WHAT YOU SHOULD DO: Can you write out every item below again with "photo" swapped for "image" and nothing else changed? Omit the pictures.

GIVEN RECORDS:
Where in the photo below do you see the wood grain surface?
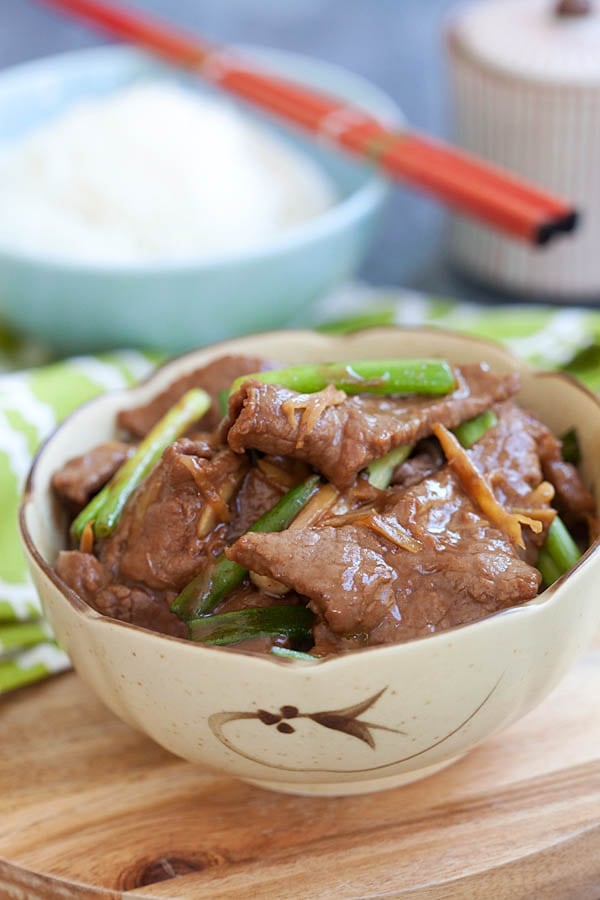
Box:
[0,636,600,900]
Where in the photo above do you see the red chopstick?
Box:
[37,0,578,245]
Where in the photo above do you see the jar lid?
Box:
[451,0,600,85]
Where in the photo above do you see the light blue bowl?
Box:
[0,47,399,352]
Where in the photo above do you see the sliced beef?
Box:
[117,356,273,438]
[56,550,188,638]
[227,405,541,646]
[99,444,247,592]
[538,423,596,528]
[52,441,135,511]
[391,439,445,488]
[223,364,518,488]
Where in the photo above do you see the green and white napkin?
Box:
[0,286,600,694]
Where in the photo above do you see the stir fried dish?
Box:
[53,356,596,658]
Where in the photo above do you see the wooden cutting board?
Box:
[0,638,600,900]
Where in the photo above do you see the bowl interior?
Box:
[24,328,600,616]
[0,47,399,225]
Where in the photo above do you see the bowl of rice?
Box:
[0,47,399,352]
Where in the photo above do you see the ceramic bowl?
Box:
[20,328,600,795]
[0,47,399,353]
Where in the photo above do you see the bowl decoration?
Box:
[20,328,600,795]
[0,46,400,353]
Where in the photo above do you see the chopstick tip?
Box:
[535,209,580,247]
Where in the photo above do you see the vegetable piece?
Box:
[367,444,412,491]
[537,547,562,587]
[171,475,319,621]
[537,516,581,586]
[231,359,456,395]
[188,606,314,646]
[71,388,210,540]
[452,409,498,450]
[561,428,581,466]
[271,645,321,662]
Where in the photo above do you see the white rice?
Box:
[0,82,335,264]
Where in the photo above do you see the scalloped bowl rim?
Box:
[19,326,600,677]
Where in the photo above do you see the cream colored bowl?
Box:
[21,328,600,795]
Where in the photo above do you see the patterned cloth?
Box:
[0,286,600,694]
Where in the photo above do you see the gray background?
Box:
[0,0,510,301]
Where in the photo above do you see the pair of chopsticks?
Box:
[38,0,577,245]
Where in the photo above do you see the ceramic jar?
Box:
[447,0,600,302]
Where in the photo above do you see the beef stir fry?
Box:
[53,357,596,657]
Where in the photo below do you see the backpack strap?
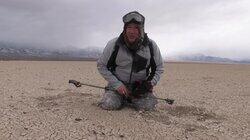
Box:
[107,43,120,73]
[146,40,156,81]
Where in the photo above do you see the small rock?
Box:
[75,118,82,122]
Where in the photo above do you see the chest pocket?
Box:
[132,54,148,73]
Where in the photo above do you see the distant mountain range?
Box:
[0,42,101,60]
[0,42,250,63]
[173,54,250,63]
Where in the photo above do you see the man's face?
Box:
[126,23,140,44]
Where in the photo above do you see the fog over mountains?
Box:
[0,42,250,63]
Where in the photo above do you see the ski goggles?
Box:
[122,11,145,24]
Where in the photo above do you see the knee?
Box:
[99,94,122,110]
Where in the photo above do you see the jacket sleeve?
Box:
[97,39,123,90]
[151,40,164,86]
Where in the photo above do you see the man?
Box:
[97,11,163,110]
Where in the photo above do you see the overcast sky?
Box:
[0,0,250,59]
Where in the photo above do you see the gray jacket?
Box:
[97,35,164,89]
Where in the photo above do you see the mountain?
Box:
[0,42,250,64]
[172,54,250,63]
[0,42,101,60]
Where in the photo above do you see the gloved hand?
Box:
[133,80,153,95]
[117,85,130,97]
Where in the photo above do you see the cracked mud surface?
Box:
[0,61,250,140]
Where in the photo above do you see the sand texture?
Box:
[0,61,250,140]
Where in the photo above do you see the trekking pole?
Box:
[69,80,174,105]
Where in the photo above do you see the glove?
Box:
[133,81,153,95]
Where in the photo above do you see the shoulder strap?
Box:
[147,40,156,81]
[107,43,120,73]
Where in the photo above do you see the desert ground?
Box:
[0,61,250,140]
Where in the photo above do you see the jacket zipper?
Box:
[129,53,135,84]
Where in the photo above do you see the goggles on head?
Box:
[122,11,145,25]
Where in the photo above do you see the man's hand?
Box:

WRITTEN ANSWER:
Where in the image below do you see the wood grain surface?
Box:
[0,636,600,900]
Where in the image above do you see the red chopstick?
Box:
[37,0,578,245]
Where in the image above do you see the jar lid?
Box:
[451,0,600,85]
Where in the image above do you see the light blue bowl?
Box:
[0,47,399,352]
Where in the image above do you see the sliced beef?
Box:
[117,356,273,438]
[56,550,188,638]
[227,405,541,646]
[99,444,247,592]
[538,423,596,528]
[52,441,135,511]
[391,439,445,488]
[223,364,518,488]
Where in the image above do you see the green and white napkin?
Box:
[0,286,600,694]
Where in the image above do you see the stir fried dish?
Box:
[53,356,596,658]
Where in the image above do you see the wooden cutting board?
Box:
[0,638,600,900]
Where in the image above do you see the bowl interior?
Box:
[24,328,600,616]
[0,47,399,225]
Where in the image above do you see the bowl of rice?
Box:
[0,47,399,352]
Where in the image above do you see the ceramic bowl?
Box:
[20,328,600,795]
[0,47,399,353]
Where in the image above do you see the bowl decoration?
Box:
[20,328,600,795]
[0,46,400,353]
Where in the image above do you see the chopstick tip?
Box:
[535,209,580,247]
Where in the image above do you see the vegetable piece?
Box:
[367,444,412,491]
[537,547,562,587]
[171,475,319,621]
[537,516,581,586]
[231,359,456,395]
[188,606,314,646]
[71,388,210,540]
[452,409,498,450]
[561,428,581,466]
[271,645,321,662]
Where in the image above do you see the white rice?
Box:
[0,82,335,264]
Where in the image above do you see the scalloped bowl rim?
Box:
[19,326,600,677]
Where in the image above do you see the cream colored bowl?
Box:
[21,328,600,795]
Where in the image above do you see the patterned cloth?
Box:
[0,286,600,694]
Where in the image above do you see the gray background?
Box:
[0,0,510,301]
Where in the image above do you see the pair of chopsticks?
Box:
[38,0,577,245]
Where in the image above do you see the ceramic jar?
Box:
[447,0,600,302]
Where in the image above do you see the beef stir fry?
Box:
[53,357,596,657]
Where in the image below do you see the backpack strap?
Box:
[107,43,120,73]
[146,40,156,81]
Where in the image above do you see the small rock?
Box:
[75,118,82,122]
Where in the image above do you see the chest pocket?
Box:
[132,54,148,73]
Where in the image above do you see the distant mountain range?
Box:
[0,42,101,60]
[0,42,250,63]
[173,54,250,63]
Where in the image above do you see the man's face?
Box:
[126,23,140,44]
Where in the image above do you see the fog over mountains?
Box:
[0,42,250,63]
Where in the image above do you see the ski goggles?
Box:
[122,11,145,24]
Where in the image above do you see the knee?
Box:
[99,94,122,110]
Where in the image above do you see the jacket sleeve?
Box:
[97,39,123,90]
[151,40,164,86]
Where in the image above do you see the man?
Box:
[97,11,163,110]
Where in the image above do you see the overcast sky?
Box:
[0,0,250,59]
Where in the image above do you see the gray jacket?
Box:
[97,35,164,89]
Where in the image above do you see the mountain?
Box:
[0,42,250,64]
[172,54,250,63]
[0,42,101,60]
Where in the image above do you see the gloved hand?
Box:
[133,80,153,95]
[117,85,130,97]
Where in the image above do you see the cracked mud surface?
Box:
[0,61,250,140]
Where in the image above do you see the sand texture?
Box:
[0,61,250,140]
Where in the image above do you see the trekking pole?
Box:
[69,80,174,105]
Where in the image above do you see the glove?
Box:
[133,81,153,95]
Where in the image above do you see the shoulder strap?
Box:
[147,40,156,81]
[107,43,120,73]
Where in the image above do you see the desert ground?
Box:
[0,61,250,140]
Where in the image above do you see the jacket zipper?
Box:
[129,53,135,84]
Where in the image above do you see the goggles on head?
Box:
[122,11,145,25]
Where in the image above do you see the man's hand?
Box:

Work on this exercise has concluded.